EXERCISE BRIEF -> Report each line below that contains the string "stem", copying those lines in full.

━━ MATERIAL PROVIDED ━━

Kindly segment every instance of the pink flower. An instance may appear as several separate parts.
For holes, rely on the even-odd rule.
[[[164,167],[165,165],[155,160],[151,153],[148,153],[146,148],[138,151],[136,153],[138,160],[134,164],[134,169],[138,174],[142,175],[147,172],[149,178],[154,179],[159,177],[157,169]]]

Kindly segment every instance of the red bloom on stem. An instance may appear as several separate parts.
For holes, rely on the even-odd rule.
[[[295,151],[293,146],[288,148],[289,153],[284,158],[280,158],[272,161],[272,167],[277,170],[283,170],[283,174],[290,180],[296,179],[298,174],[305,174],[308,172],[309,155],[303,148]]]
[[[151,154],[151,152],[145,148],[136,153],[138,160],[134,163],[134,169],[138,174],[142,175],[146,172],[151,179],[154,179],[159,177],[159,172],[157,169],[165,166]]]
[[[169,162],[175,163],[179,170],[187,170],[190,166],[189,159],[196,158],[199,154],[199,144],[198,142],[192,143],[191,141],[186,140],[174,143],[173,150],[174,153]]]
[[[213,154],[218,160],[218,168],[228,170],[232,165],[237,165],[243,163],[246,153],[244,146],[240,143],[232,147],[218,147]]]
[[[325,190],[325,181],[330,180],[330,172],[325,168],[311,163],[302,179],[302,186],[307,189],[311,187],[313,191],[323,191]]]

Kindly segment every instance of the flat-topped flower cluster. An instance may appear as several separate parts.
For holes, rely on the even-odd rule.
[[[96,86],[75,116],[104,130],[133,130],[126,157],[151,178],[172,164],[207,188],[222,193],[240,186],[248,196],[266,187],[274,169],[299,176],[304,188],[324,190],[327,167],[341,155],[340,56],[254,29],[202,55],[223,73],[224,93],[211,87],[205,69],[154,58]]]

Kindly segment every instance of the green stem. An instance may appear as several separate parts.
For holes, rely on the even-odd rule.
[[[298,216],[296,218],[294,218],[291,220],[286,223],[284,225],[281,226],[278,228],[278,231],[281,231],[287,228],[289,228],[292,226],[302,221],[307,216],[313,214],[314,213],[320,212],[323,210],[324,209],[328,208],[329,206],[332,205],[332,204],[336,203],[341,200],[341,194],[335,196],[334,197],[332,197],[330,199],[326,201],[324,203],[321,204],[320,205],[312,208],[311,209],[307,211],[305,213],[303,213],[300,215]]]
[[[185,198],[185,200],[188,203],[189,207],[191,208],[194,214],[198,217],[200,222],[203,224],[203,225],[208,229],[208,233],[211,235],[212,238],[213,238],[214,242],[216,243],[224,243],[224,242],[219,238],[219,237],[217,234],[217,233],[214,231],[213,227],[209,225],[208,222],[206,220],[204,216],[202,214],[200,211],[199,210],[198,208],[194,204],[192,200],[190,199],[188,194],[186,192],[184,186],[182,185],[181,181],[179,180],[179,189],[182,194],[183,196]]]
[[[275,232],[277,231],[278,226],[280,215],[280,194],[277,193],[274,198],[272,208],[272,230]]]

━━━

SOLVED PROBLEM ->
Kindly segment every instance of the red bloom on stem. An instance may appear as several separate parts.
Kindly segment every instance of the green stem. An instance may appear as several separate parts.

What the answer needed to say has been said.